◆ Object position labeling entries ◆
--------------------
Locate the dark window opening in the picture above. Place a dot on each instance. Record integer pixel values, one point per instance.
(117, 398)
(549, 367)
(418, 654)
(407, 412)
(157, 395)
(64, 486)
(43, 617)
--------------------
◆ Exercise aim ◆
Turn the rows above into a numbered list, omitting any blank lines.

◆ Response to this task ◆
1. Locate the dark window opening in the picture above. Place a dot on each instance. Record integer pixel values, one point per instance.
2. (117, 398)
3. (549, 367)
4. (418, 654)
5. (407, 412)
6. (157, 395)
7. (64, 486)
8. (43, 617)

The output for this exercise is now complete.